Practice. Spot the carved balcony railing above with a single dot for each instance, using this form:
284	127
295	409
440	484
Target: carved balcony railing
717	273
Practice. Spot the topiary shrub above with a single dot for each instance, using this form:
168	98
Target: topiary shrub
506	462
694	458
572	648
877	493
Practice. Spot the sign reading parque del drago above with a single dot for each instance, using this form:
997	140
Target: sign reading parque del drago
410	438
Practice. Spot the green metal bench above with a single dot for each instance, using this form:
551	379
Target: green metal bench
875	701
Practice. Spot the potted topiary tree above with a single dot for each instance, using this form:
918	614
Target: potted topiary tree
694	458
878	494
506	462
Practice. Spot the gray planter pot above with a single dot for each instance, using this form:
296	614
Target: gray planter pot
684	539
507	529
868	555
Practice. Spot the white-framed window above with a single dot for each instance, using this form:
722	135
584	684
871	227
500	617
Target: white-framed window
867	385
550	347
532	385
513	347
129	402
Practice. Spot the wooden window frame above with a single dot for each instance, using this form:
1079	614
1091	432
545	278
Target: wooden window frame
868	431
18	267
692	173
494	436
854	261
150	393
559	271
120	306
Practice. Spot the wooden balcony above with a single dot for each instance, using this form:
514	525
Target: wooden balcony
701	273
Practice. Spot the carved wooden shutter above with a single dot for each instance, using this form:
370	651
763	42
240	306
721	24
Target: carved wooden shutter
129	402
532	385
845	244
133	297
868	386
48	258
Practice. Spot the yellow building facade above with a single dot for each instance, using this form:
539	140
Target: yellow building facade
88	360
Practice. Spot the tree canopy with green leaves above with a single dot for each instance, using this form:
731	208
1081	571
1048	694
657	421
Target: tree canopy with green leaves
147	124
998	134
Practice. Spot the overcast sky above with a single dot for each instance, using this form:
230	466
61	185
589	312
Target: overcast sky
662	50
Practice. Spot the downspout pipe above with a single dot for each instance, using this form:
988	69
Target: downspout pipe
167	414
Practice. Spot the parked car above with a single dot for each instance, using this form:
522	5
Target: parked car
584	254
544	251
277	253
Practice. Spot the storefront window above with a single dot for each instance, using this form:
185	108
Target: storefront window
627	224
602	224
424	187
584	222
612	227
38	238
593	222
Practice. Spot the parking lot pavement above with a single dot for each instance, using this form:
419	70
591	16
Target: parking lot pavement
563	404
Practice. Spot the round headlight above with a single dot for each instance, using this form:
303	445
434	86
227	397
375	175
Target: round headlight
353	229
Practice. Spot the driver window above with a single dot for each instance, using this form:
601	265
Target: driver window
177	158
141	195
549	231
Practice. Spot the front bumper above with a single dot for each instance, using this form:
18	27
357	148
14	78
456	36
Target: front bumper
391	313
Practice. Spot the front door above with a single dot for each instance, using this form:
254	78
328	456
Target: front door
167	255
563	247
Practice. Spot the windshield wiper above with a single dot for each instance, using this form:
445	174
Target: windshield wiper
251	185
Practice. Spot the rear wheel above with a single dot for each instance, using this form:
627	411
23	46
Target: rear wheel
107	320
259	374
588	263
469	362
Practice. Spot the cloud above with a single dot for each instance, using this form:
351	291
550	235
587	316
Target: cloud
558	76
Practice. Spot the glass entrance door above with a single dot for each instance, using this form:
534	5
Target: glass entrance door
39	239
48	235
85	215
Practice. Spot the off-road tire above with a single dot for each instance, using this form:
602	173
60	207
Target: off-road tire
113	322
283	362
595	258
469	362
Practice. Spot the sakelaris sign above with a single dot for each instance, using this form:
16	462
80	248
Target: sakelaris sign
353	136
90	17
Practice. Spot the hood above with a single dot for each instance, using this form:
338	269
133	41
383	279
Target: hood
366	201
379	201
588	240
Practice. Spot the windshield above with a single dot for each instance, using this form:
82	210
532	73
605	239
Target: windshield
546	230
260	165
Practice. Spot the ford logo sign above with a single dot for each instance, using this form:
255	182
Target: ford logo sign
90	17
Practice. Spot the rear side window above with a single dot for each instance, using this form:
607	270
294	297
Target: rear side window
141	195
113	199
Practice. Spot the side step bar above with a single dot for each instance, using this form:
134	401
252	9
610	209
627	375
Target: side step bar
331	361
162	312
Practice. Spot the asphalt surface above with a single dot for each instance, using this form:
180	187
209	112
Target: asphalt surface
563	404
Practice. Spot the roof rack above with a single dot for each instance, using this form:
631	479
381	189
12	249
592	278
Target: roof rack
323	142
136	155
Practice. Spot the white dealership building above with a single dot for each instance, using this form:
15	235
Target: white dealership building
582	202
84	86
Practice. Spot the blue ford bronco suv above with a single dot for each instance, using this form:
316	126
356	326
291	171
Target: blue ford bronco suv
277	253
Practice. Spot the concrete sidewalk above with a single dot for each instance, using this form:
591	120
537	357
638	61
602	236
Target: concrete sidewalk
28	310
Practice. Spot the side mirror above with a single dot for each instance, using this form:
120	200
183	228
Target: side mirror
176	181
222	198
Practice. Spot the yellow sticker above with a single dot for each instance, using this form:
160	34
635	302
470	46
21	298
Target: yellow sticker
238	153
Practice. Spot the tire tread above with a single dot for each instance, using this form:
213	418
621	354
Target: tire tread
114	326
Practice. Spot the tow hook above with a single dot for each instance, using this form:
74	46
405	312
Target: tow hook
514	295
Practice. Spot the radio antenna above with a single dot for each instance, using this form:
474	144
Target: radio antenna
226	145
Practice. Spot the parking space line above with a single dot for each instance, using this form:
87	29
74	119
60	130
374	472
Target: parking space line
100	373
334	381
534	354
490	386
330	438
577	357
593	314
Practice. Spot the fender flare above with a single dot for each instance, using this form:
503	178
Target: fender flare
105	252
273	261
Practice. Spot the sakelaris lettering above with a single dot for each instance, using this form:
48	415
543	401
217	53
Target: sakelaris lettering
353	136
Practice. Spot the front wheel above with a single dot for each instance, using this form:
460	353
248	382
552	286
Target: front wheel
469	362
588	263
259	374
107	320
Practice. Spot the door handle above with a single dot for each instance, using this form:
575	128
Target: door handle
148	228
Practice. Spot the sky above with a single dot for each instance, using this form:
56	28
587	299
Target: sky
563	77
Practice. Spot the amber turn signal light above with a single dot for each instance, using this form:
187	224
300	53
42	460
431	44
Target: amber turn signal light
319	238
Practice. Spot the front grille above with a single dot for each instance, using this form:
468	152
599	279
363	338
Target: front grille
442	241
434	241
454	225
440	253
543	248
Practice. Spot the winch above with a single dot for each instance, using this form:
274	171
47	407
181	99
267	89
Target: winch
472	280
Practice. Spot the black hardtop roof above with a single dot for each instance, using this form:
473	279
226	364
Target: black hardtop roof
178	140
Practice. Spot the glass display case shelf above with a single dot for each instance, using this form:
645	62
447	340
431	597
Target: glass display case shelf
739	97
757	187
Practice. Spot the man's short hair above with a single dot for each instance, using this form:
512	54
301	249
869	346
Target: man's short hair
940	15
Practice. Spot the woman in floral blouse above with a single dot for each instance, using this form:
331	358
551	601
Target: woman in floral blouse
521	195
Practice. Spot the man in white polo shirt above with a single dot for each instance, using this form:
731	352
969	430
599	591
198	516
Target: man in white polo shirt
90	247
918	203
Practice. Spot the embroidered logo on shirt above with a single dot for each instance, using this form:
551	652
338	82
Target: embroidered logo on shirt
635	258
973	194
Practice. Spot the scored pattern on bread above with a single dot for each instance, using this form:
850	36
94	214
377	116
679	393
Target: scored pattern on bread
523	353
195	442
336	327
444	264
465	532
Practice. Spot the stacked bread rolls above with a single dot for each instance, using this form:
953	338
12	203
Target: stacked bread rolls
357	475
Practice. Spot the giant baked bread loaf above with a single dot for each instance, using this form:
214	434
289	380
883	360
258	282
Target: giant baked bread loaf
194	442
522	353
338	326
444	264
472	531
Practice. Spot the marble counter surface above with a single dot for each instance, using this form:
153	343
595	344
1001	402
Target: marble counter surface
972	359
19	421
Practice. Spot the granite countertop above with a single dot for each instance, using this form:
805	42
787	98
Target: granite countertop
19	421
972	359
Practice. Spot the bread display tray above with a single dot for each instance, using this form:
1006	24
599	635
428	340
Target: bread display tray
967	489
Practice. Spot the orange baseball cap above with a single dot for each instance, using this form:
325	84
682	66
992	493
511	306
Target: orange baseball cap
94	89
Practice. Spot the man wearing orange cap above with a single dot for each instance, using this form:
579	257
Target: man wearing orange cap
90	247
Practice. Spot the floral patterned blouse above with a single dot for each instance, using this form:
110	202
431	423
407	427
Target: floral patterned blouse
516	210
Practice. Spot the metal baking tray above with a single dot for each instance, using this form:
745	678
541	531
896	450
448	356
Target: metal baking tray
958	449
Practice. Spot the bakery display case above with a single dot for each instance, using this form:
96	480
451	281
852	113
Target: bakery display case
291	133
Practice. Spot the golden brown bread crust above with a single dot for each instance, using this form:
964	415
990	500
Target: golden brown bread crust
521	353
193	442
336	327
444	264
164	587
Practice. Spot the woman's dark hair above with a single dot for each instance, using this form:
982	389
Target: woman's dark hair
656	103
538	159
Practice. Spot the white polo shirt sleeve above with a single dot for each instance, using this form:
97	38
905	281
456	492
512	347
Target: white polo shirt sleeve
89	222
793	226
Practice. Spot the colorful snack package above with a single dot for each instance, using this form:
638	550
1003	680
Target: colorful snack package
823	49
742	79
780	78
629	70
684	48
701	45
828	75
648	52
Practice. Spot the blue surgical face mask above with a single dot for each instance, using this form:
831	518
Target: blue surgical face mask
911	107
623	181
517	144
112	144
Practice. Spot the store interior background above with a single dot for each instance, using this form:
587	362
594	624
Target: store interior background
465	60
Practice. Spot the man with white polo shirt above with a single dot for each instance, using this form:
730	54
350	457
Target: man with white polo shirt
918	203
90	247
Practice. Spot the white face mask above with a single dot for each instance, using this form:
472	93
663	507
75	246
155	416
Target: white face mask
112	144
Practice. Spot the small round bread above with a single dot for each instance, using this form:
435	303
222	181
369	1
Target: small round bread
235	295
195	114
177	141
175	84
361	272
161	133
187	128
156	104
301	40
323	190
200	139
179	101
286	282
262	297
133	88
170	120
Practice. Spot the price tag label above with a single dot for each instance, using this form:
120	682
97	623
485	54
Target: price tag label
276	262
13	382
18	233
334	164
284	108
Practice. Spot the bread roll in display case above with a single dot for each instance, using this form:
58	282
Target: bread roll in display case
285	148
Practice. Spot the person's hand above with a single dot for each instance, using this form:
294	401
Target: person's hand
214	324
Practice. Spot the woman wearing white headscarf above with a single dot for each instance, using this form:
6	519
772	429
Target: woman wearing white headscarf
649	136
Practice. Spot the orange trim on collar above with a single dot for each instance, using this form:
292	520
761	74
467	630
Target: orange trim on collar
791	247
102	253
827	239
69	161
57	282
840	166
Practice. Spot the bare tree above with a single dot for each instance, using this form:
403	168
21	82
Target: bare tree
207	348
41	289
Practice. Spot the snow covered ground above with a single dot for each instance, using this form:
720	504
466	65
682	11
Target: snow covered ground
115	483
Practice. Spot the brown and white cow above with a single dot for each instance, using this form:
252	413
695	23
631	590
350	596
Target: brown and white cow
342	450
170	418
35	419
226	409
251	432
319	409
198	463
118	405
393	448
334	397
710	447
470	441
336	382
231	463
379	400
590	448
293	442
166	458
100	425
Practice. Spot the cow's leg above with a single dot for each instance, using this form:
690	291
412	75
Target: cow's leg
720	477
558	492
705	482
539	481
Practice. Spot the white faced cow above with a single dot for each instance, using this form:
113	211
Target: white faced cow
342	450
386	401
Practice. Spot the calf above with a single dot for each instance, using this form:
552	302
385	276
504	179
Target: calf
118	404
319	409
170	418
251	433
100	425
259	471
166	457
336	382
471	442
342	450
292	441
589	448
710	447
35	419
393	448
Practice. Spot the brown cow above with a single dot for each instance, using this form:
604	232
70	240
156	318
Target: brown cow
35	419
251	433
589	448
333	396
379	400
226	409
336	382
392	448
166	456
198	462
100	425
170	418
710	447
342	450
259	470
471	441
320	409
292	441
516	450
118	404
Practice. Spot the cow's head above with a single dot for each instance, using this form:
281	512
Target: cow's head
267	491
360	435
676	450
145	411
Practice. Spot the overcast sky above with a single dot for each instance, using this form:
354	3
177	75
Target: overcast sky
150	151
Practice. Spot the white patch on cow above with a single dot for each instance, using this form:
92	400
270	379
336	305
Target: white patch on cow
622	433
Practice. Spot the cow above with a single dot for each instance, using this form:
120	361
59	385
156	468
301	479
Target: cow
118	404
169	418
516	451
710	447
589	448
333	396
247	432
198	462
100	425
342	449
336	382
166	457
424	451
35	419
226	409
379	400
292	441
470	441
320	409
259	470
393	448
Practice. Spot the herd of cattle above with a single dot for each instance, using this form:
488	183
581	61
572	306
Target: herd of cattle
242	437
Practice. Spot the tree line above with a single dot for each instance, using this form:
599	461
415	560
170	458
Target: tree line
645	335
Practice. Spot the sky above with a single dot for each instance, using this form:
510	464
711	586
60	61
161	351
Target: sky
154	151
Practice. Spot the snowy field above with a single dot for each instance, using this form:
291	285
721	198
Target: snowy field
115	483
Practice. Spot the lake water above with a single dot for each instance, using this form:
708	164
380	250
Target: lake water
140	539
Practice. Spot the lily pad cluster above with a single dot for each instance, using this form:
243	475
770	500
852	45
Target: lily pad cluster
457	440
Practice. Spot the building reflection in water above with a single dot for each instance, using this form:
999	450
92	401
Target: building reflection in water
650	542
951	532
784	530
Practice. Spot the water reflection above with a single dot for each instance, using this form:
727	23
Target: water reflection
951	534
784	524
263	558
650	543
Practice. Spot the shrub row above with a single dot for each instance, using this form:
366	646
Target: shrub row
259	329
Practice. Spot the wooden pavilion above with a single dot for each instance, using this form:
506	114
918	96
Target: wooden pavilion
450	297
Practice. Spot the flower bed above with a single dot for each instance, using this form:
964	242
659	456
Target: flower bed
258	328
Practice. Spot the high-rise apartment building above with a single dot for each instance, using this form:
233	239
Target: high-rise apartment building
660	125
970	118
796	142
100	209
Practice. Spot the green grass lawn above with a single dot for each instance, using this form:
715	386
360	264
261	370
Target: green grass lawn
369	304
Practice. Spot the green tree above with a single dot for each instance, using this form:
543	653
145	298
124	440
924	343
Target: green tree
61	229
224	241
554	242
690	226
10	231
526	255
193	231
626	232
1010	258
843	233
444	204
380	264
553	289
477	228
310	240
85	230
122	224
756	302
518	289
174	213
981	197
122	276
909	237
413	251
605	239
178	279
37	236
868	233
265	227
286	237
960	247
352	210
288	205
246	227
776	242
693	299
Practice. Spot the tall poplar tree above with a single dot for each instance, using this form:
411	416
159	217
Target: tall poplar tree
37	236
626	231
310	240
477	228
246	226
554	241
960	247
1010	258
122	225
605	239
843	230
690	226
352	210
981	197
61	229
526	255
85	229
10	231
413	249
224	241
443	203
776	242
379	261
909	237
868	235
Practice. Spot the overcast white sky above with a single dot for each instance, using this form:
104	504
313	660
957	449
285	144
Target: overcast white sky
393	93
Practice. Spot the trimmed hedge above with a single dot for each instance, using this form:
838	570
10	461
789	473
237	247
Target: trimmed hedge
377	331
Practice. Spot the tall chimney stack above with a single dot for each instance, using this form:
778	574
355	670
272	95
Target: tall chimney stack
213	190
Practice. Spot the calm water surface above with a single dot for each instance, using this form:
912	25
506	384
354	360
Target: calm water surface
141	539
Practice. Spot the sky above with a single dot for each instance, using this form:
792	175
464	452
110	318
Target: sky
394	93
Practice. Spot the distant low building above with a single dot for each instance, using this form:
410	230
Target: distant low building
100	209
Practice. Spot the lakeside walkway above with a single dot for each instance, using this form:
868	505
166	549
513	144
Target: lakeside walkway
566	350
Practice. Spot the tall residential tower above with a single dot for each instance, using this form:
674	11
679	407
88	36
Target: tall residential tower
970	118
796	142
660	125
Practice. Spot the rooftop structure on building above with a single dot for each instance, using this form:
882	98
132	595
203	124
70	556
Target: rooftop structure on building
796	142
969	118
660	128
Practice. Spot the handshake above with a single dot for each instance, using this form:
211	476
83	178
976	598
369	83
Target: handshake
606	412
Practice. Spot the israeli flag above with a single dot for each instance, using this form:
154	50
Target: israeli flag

□ □ □

**What is asked**
Copy exactly the lines above, from the one containing "Practice. Spot the trimmed" through the very last line.

**Exercise result**
Practice. Spot the trimmed hedge above with a single dot for each instance, using this form:
838	570
10	461
789	473
237	247
Target: trimmed hedge
377	331
Practice. Spot the tall chimney stack above with a single dot for each instance, using this form:
778	574
355	670
272	95
Target: tall chimney stack
213	190
Practice. Spot the calm water surface above with a single dot for each instance, using this form:
912	25
506	384
354	360
Target: calm water surface
141	539
Practice. Spot the sky above with a single dot for each instance, using this form:
792	175
464	452
110	318
Target: sky
394	93
Practice. Spot the distant low building above with a single dot for each instance, using this form:
410	230
Target: distant low building
100	209
Practice. Spot the lakeside walkway above with a single dot for each instance, using this form:
868	505
166	549
513	144
Target: lakeside walkway
566	350
Practice. Spot the tall residential tower above with a single dot for each instance, using this form:
674	11
679	407
88	36
Target: tall residential tower
970	118
796	142
660	125
Practice. Spot the rooftop structure on building above with a single dot for each instance, using this form:
882	98
132	595
203	124
70	556
Target: rooftop structure on building
796	142
969	118
660	128
Practice. Spot the handshake above with a single dot for each instance, using this form:
211	476
83	178
976	598
369	83
Target: handshake
606	412
Practice. Spot the israeli flag above with a single dot for each instance, using this form:
154	50
Target: israeli flag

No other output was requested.